• **Given problem**
Return the material exactly as supplied, apart from the pictures, which are omitted.

· · · · · · ·

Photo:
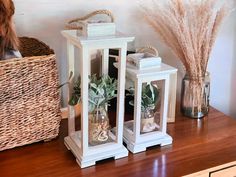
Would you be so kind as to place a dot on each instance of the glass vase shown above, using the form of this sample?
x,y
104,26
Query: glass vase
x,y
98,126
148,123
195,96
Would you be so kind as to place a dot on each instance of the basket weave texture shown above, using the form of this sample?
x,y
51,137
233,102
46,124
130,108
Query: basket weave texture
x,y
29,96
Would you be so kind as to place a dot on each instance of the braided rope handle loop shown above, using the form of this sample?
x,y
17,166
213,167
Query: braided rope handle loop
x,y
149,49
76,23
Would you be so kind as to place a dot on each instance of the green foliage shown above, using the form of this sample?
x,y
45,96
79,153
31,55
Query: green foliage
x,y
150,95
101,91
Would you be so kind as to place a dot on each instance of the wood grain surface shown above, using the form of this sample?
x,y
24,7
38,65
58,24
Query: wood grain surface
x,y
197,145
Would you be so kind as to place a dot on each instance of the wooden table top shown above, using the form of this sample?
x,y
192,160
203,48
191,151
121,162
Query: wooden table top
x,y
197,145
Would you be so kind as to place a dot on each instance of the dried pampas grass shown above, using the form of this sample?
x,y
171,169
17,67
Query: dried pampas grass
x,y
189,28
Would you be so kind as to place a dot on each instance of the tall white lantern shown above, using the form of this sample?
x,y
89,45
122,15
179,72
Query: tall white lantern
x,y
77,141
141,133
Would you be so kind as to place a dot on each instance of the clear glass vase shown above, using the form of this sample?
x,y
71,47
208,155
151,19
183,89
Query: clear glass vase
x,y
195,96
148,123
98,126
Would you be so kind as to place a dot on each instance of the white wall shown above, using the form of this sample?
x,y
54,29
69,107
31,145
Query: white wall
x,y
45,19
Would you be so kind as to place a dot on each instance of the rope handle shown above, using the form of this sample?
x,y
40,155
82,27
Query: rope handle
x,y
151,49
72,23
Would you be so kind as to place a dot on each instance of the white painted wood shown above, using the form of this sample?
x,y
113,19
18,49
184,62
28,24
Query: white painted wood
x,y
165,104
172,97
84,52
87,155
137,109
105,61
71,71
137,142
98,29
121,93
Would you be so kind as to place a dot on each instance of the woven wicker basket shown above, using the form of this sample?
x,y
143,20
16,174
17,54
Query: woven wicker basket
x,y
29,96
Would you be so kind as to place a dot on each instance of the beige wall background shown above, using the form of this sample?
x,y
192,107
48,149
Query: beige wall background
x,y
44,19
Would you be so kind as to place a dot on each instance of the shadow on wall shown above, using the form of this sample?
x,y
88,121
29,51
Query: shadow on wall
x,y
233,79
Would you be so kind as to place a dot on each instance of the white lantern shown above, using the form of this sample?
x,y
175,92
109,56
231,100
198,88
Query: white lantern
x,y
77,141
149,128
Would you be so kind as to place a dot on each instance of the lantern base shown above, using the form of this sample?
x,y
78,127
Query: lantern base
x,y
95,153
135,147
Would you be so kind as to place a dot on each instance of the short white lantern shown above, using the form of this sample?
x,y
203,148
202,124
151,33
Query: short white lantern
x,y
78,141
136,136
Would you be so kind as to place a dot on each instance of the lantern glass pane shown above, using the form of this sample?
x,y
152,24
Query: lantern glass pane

· · · · · · ·

• **Exercise answer**
Photo:
Would you be so kind as to place a dot on each instance of the glass vase shown above, using the form of this sample?
x,y
104,26
Query: glass vase
x,y
98,126
148,123
195,96
Would you be so kind as to place a dot on each instance of the basket weave texture shown above, using the form of this sample?
x,y
51,137
233,102
46,124
130,108
Query: basket weave texture
x,y
29,96
Would you be so kind as to place a dot on each instance of the braided rope handle loop shown above, using the form of this sample?
x,y
17,166
213,167
Query: braided rope handle loop
x,y
149,49
76,23
Would you be so kind as to place a dot on each instance of the green foliage shown above, using the form of this sample?
x,y
45,96
79,153
31,55
Query: green foliage
x,y
150,95
101,91
Would you be so kind as to place a dot on each instance of the wood grain surface shown above, using the form of this sample?
x,y
24,7
38,65
58,24
Query: wood grain surface
x,y
197,145
Would you be so kind as to place a dot on each instance of the wooden table top shown above, using the form of this sample?
x,y
192,160
203,48
191,151
121,162
Query: wooden table top
x,y
197,145
Would you be so kind as to place a dot on each instance of the dried pampas grass shown above, using the form of this sample?
x,y
171,169
17,67
Query: dried pampas grass
x,y
189,28
Would you be so kind as to place a dot on each instance of the tall white lantern shown above, using the form of this sample?
x,y
89,45
122,15
179,72
Query: tall white lantern
x,y
77,141
141,133
Would you be so kind as to place a dot on each instance of the clear glass vase shown above, using the form of this sample?
x,y
71,47
208,155
151,19
183,89
Query: clear glass vase
x,y
195,96
148,123
98,126
Would you be so kind as to place a dot on each instance of the white wall shown above, using the form of this sample?
x,y
54,29
69,107
31,145
Query: white wall
x,y
45,19
Would you be so kind as to place a dot on each instance of the rope handle shown above, using the form of this sample?
x,y
40,155
82,27
Query: rope handle
x,y
151,49
72,23
Would you be so kind as to place a dot on each instance of the white painted wood shown above, using the form of this sample?
x,y
113,19
18,49
184,62
28,24
Query: white painted wood
x,y
165,104
172,97
84,52
87,155
137,109
105,61
71,71
137,142
98,29
121,93
Would you be so kind as to place a dot on each instance of the woven wicker basket shown above, using the form of this sample?
x,y
143,20
16,174
17,54
Query: woven wicker basket
x,y
29,96
Would you be so kind as to place a dot on each instance of the beige wall background shown above, using the form of this sample?
x,y
192,107
48,149
Query: beige wall background
x,y
44,19
Would you be so kind as to place a dot on each instance of the shadow on wall shown above, using the form of this sample?
x,y
88,121
29,51
Query: shadow on wall
x,y
233,79
Would you be so kind as to place a dot on each instance of the white lantern shown above, using the form of this sample?
x,y
175,92
109,56
231,100
198,88
Query: white lantern
x,y
77,141
149,128
Would you be so kind as to place a dot on each instance of the lantern base shown above, using the form of this sample?
x,y
78,127
Query: lantern base
x,y
95,153
135,147
Would you be so kind as to place a dot on each instance of the short white lantern shown above, using the form of this sample?
x,y
203,148
202,124
151,33
Query: short white lantern
x,y
78,141
136,136
Would you be so kind as to place a dot on each instance of the lantern glass pane shown above, using the form of this sample?
x,y
152,24
Query: lantern glass pane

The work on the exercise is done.